ACTIVITY |
When a line of the records below contains the string "given", copy that whole line.

Excerpts from a dataset
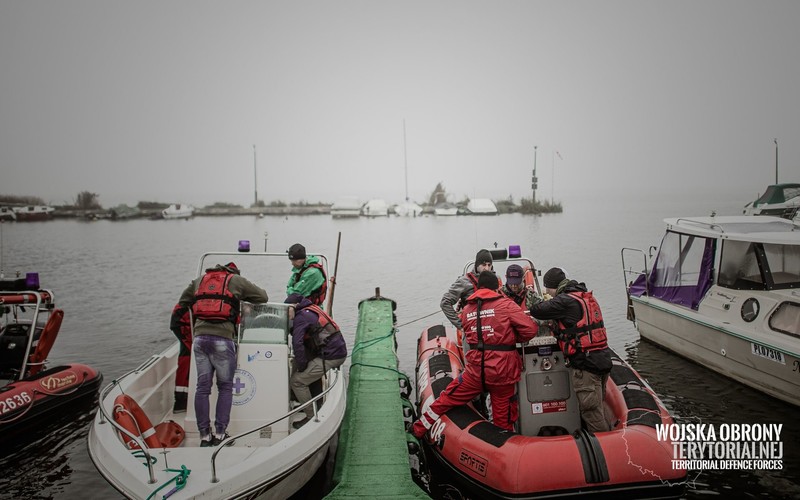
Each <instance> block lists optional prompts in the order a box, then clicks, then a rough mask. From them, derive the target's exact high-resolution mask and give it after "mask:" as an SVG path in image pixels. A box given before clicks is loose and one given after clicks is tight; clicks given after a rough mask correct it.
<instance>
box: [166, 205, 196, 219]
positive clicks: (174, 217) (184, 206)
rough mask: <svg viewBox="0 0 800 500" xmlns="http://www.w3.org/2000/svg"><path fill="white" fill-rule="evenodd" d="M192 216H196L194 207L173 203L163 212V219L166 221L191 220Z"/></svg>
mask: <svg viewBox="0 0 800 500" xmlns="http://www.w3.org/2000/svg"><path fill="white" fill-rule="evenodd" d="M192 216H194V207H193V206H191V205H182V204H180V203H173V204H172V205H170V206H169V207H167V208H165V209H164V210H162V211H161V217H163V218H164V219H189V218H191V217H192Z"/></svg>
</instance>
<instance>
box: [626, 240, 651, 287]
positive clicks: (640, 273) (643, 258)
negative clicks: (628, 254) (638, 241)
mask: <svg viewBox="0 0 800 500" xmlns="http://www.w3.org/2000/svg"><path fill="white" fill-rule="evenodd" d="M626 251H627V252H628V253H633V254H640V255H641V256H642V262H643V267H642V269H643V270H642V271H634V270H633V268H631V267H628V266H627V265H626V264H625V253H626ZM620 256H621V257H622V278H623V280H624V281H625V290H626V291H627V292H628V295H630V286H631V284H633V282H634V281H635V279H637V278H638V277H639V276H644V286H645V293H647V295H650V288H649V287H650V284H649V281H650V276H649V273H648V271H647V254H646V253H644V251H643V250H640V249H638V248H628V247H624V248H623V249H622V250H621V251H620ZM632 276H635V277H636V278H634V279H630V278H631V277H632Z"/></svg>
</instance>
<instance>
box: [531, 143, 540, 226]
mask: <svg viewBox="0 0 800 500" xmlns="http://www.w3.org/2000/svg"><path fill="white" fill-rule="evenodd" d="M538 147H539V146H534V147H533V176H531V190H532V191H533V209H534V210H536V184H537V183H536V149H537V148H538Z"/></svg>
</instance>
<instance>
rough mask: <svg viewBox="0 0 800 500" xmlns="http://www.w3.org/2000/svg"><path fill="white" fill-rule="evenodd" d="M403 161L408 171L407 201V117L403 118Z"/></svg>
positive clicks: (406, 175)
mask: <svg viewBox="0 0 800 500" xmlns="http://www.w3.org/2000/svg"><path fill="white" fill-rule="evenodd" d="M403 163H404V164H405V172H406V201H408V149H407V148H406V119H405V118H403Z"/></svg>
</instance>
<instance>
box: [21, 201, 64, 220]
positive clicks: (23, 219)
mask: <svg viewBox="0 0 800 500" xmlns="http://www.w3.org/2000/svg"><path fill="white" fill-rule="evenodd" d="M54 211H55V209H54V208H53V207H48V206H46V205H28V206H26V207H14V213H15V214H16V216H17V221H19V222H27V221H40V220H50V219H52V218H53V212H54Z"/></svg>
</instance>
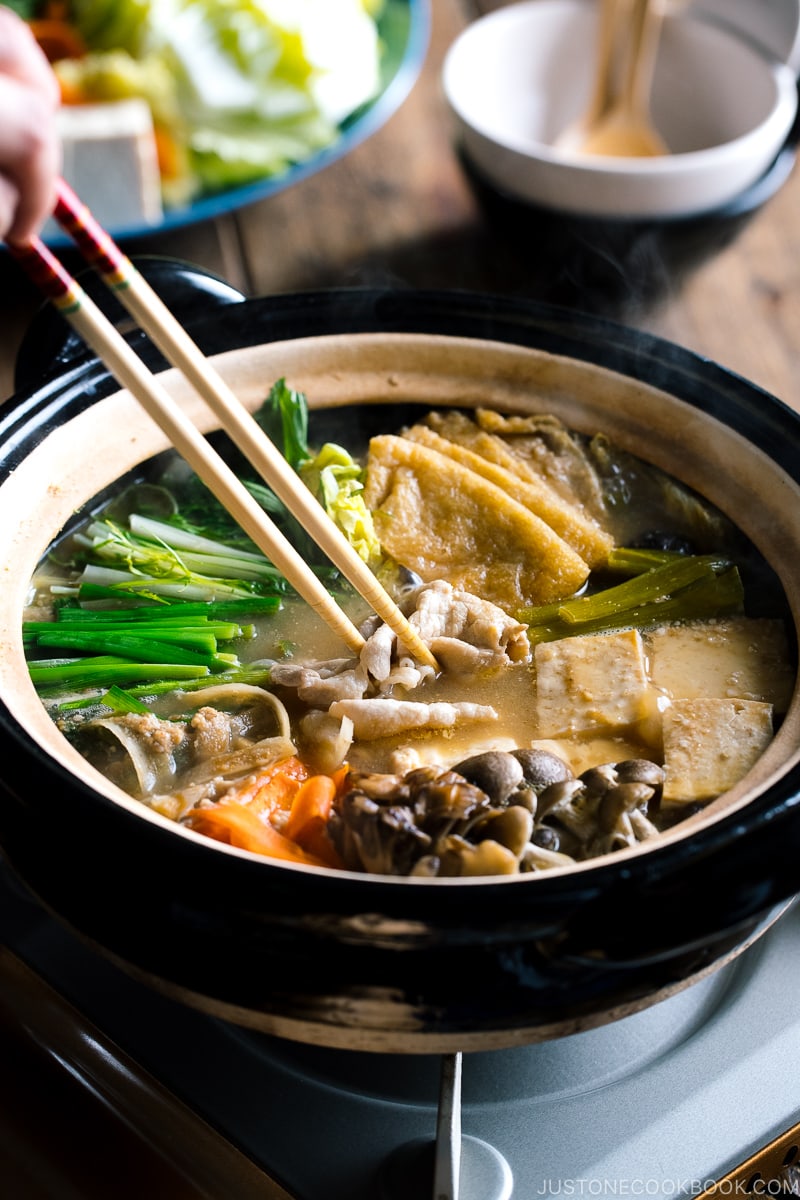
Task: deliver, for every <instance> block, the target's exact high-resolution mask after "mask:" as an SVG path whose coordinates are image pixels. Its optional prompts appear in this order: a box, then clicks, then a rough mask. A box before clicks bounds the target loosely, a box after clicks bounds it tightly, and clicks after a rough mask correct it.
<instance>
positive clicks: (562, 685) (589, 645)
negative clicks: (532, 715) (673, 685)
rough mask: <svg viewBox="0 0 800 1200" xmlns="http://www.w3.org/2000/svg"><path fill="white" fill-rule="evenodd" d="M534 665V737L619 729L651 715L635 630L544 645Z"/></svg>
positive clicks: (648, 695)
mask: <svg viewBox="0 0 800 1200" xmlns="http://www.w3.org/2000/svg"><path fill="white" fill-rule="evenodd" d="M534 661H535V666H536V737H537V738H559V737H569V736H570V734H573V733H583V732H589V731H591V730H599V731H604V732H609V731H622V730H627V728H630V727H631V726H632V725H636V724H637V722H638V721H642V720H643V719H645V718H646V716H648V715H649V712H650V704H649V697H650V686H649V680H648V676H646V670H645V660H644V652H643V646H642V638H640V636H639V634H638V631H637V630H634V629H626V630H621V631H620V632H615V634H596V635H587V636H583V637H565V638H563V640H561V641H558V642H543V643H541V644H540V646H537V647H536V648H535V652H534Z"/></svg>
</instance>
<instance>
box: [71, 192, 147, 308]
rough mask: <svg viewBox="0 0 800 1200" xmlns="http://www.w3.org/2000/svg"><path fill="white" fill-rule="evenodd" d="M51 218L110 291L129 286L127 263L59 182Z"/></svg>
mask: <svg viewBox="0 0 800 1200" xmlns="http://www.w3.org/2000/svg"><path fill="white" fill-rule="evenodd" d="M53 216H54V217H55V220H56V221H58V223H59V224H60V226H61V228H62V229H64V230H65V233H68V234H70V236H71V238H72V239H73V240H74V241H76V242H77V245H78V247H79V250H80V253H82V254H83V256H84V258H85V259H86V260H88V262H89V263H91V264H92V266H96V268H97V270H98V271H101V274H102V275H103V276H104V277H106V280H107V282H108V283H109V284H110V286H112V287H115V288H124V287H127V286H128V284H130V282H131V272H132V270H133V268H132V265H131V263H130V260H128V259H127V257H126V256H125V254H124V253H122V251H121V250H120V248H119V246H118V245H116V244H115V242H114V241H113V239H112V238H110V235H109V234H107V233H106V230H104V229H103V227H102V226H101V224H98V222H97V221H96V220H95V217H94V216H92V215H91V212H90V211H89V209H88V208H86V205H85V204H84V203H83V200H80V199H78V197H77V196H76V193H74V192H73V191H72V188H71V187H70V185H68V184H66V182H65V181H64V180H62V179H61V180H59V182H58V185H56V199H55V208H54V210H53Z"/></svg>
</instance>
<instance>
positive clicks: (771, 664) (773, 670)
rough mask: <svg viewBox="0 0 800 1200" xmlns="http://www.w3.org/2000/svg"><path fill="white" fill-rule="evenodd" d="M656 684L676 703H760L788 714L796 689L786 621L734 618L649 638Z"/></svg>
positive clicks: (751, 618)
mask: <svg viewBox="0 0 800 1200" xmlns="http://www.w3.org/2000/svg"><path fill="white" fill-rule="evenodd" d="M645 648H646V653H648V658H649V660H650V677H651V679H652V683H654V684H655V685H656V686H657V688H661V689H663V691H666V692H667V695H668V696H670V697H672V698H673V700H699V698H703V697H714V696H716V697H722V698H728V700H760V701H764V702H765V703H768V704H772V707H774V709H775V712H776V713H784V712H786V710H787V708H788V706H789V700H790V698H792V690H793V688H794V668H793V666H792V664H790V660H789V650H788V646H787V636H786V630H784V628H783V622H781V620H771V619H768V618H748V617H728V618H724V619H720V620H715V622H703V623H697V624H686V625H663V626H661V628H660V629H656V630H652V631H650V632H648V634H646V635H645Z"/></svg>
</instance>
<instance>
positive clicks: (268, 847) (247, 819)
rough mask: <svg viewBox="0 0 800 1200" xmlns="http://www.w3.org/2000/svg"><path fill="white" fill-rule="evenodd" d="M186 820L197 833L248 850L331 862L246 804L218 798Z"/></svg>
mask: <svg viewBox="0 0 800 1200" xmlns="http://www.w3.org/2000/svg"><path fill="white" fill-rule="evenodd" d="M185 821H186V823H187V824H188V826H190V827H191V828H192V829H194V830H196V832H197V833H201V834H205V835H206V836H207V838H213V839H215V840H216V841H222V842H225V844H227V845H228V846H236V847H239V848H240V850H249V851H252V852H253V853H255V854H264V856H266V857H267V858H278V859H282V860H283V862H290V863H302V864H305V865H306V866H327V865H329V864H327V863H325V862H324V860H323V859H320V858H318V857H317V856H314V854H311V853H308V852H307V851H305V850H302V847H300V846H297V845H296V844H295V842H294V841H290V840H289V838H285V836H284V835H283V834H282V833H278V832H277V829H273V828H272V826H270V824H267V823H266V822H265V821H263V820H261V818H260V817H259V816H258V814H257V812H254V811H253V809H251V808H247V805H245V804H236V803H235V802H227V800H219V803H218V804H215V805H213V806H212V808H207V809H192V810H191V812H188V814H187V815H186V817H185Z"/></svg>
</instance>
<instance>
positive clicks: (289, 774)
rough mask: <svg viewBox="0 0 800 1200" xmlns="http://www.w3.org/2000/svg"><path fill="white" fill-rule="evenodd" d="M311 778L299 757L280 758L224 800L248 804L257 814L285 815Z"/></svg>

==

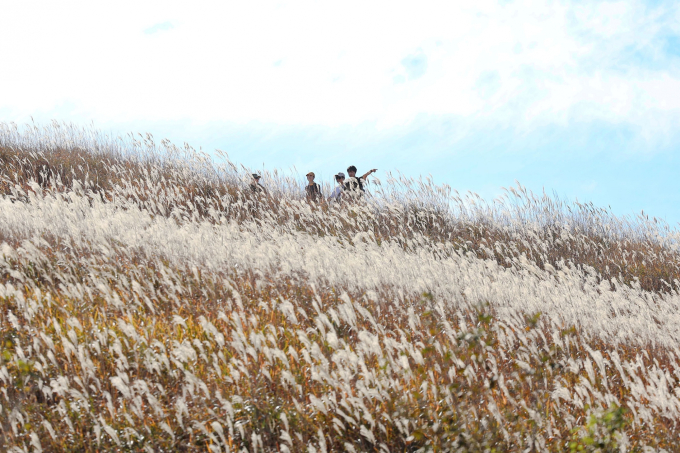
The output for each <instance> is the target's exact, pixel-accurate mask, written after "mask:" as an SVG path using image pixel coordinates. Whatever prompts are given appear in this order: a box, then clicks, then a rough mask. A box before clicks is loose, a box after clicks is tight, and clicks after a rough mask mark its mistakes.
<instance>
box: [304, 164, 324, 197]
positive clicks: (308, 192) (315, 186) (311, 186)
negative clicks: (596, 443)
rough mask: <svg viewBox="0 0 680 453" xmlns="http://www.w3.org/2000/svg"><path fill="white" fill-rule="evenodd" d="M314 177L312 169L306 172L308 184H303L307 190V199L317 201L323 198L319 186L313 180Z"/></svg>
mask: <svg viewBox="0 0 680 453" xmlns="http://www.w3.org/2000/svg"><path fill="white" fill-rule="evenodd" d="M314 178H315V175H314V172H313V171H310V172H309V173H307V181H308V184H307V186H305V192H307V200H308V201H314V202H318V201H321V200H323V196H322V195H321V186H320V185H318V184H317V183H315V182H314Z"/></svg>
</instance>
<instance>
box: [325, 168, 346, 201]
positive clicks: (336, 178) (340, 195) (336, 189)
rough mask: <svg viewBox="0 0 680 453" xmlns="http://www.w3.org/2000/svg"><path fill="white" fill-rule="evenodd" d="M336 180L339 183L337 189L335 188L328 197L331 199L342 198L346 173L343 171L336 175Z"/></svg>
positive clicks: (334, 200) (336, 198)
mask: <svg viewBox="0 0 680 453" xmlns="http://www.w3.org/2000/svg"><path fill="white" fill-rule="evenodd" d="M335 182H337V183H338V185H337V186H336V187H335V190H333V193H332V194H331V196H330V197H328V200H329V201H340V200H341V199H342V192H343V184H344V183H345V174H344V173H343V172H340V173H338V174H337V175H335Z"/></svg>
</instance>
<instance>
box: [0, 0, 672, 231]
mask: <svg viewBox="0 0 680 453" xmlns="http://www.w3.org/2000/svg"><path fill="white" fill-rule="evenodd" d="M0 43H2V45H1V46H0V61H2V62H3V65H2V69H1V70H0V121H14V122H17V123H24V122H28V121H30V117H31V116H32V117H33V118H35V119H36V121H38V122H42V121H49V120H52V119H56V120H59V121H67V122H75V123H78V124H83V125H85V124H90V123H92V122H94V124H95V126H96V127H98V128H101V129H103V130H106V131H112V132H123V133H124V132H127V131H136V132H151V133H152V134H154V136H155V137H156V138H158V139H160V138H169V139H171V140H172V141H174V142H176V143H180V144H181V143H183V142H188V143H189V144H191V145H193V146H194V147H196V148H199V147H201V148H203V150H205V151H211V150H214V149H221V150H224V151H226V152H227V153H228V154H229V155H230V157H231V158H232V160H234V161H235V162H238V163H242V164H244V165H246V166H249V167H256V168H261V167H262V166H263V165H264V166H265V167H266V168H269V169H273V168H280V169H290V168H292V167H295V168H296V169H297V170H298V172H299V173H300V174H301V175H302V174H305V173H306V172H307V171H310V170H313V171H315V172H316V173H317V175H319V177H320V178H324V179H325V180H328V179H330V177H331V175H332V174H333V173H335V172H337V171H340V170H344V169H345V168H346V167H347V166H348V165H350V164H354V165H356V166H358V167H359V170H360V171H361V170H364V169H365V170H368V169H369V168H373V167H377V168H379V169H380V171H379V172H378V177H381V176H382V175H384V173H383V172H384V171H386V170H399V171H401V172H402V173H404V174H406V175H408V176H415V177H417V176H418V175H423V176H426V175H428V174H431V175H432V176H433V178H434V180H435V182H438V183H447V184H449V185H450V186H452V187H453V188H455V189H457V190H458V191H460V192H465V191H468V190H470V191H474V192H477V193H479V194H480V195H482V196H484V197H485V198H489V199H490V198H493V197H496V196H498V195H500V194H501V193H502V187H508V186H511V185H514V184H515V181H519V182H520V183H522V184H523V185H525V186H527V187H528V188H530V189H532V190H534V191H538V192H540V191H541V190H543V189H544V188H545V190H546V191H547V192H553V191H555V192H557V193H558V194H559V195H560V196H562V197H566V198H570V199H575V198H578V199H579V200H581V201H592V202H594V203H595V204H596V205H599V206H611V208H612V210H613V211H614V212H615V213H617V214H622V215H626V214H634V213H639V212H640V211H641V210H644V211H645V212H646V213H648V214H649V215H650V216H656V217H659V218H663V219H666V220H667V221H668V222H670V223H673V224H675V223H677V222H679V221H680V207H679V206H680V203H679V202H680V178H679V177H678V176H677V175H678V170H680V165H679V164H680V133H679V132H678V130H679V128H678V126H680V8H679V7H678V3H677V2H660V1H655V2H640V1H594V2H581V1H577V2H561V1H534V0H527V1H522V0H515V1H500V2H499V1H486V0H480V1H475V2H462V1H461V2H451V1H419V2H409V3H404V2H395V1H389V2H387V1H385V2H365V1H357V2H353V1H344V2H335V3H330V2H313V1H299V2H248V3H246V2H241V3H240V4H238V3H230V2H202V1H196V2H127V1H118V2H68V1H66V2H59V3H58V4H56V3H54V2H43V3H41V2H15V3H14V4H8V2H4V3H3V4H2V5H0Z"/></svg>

SOLUTION FOR THIS EXERCISE |
Each <instance> block lists optional prompts in the order a box, then clicks, then a rough mask. From them, derive the target's exact high-resolution mask and give it after "mask:" as an SVG path in image pixels. A box given before clicks is loose and one given after clicks is tight; clicks given after a rough mask correct it.
The output for each <instance> is the target's exact, pixel-accurate mask, written after "mask:" as an SVG path using image pixel coordinates. Whatever prompts are given appear in this order: a box, then clicks, then a rough mask. A box before clicks is loose, a box after clicks is tight, and clicks after a rough mask mark its mistakes.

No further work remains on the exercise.